» Dataset excerpts on object pointing
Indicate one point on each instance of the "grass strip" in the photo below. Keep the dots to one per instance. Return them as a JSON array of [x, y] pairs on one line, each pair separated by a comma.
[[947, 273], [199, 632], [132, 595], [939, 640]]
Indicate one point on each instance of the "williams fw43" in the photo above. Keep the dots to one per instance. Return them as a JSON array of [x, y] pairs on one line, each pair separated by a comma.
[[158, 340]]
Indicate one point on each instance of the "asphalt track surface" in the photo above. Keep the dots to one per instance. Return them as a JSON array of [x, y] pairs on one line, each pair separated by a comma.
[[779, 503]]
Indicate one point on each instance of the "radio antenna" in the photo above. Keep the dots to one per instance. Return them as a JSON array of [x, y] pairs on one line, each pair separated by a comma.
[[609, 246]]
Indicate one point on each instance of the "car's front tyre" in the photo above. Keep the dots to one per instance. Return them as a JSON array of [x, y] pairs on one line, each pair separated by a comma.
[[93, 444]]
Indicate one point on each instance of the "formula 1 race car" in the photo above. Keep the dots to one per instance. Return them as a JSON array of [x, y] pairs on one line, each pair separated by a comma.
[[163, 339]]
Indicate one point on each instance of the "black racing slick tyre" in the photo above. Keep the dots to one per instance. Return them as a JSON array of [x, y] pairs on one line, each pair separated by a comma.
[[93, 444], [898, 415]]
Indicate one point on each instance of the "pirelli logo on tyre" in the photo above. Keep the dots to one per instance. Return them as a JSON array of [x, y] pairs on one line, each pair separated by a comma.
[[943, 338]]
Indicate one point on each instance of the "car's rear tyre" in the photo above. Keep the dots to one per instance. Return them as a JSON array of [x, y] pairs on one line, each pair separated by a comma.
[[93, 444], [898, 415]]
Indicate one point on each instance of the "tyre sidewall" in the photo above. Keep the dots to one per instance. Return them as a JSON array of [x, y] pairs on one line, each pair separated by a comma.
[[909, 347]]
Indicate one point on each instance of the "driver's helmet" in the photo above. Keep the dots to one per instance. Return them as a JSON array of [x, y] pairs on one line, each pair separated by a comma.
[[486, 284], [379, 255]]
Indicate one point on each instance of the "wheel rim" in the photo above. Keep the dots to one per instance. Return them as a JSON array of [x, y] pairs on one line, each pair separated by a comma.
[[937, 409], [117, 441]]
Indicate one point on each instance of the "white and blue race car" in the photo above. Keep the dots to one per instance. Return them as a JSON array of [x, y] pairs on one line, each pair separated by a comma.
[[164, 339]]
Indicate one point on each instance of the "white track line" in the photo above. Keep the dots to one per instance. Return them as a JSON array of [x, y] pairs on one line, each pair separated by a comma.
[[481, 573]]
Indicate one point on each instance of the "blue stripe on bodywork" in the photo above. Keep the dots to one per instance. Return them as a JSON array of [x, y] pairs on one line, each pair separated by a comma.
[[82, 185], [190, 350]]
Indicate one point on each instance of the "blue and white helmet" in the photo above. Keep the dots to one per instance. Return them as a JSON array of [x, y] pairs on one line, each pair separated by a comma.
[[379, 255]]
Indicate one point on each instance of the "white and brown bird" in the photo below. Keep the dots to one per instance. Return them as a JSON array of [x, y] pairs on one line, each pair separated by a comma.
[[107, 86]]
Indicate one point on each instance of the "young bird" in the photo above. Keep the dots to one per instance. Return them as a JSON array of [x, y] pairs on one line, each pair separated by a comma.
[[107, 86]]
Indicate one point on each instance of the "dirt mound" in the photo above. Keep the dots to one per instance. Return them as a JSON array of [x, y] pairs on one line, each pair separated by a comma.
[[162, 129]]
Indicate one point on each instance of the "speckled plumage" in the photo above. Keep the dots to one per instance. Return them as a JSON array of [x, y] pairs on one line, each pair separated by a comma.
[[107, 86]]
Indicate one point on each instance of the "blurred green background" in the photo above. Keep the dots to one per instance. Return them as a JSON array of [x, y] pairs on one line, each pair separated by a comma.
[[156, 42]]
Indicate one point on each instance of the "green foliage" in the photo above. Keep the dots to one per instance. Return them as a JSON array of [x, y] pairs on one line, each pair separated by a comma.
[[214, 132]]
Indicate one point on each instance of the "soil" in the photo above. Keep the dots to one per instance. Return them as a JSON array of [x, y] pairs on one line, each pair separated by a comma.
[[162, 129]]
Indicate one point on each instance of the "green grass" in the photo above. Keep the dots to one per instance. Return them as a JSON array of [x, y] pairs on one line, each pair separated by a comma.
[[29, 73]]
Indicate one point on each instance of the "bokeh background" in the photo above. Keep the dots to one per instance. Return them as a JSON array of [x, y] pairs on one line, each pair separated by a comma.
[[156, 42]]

» Exercise requirements
From the first line to the last, retype the data exactly.

» Task answer
Indicate one point on each instance of the "grass strip" in the photo below. Keep the dots to one per instance. Return them as a JSON array of [x, y] pairs on one line, each pair separated by a comma.
[[947, 273], [199, 632], [132, 595], [939, 640]]
Indicate one point on each instance of the "williams fw43" in the photo above. Keep the dots to one per instance. Return them as a JSON array of [x, y] pairs on one line, each pair separated by a comma.
[[158, 340]]
Indicate one point on each instance of the "asphalt track surface" in the photo above. Keep the dots to one per instance. Return them as a JSON array of [x, y] pairs on one line, each pair separated by a comma.
[[779, 503]]
Indicate one point on each instance of the "radio antenna" in the photo above. Keep the dots to one per instance. Return them as a JSON array of [x, y] pairs on one line, each pair separated by a comma.
[[609, 246]]
Indicate one point on each instance of the "car's front tyre" in the photo above. Keep the dots to one per instance. Return them as a JSON array of [x, y] pairs on one line, each pair separated by a comma.
[[93, 444]]
Indicate one point on each instance of the "formula 1 race car" in the photo above. Keep the dots to one per instance. Return them as a JSON array of [x, y] pairs on one line, each pair separated by a comma.
[[163, 339]]
Indicate one point on each instance of the "black racing slick tyre" in the photo above. Keep the dots to one per instance. Return them as a JSON array of [x, y] pairs on one line, each pair separated by a comma.
[[93, 444], [898, 415]]
Indicate one point on each instance of the "pirelli logo on tyre" in the photo above. Keep the dots to one per instance. Return them as a JSON array of [x, y] pairs on one line, each pair separated by a comma.
[[943, 338]]
Indicate one point on each instance of the "car's rear tyre" in the photo above. Keep the dots to one per instance. Return them as a JSON array of [x, y] pairs on one line, each pair separated by a comma.
[[93, 444], [898, 415]]
Indicate one point on each instance of the "tyre sidewall" in the photo above. Keep the dots to one per instance. Return them as a JSON array of [x, y] pairs on one line, each pair separated by a comma.
[[909, 347]]
Indicate one point on each instance of the "driver's helmet" in the photo above. Keep the dots to one per instance. Return them as a JSON array of [x, y] pairs on one line, each pair separated by a comma.
[[486, 284], [379, 255]]
Indicate one point on each instance of the "wheel rim" in the photo above. Keep the dots to one per instance. Return them as a JSON array of [x, y] pairs on one line, each pair separated by a comma.
[[937, 409], [117, 441]]
Indicate one point on each instance of the "white and blue race car" in the photo above. Keep the dots to one per instance. Return them as a JSON array of [x, y] pairs on one line, each pair separated by a comma.
[[164, 339]]
Indicate one point on each instance of the "white track line" in the photo above. Keep the dots to one per instance. Return them as a JSON array of [x, y] pairs on one line, each pair separated by a comma.
[[481, 573]]
Indicate one point on each instance of the "blue stripe on bodywork" in the photo above. Keep the dots to one per instance. Return them as a JSON array of [x, y] pairs on one line, each pair separated by a comma.
[[82, 185], [190, 350]]
Indicate one point on each instance of the "blue and white helmet" in the photo above. Keep the dots to one per instance. Return them as a JSON array of [x, y] pairs on one line, each pair separated by a comma.
[[379, 255]]
Indicate one point on each instance of the "white and brown bird" in the photo below. Keep the dots to one per instance. Return them as a JSON array of [x, y] pairs on one line, each pair separated by a comma.
[[107, 86]]
Indicate one point on each instance of the "young bird" in the photo above. Keep the dots to one per instance. Return them as a JSON array of [x, y] pairs on one line, each pair separated by a comma.
[[107, 86]]
Indicate one point on each instance of the "dirt mound" in the photo above. Keep the dots to one per instance. Return them as a JSON array of [x, y] pairs on one line, each pair separated by a comma.
[[162, 129]]
Indicate one point on each instance of the "speckled plumage" in the photo above. Keep the dots to one per instance. Return them as a JSON array of [x, y] pairs on one line, each pair separated by a comma.
[[107, 86]]
Indicate one point on each instance of the "blurred green background" in the photo above. Keep the dots to one per instance. Return them as a JSON array of [x, y] pairs on one line, each pair separated by a comma.
[[156, 42]]
Indicate one point on each instance of the "green foliage" in the photo above. Keep the dots to one per instance. Return them as a JSON array of [x, y] pairs on one line, each pair separated by a comma.
[[214, 132]]
Indicate one point on each instance of the "soil" in the photo above. Keep the dots to one per instance. Return them as a JSON array of [x, y] pairs on one line, each pair separated by a comma.
[[162, 129]]
Indicate one point on each instance of the "green grass" in the photo above. Keep the dots to one per instance. Return them as a JSON array of [x, y] pairs on one line, each pair separated by a comma.
[[29, 73]]
Indicate one point on each instance of the "bokeh background" in the photo above. Keep the dots to one per instance. Return them as a JSON array of [x, y] pairs on one line, each pair separated by a comma.
[[156, 42]]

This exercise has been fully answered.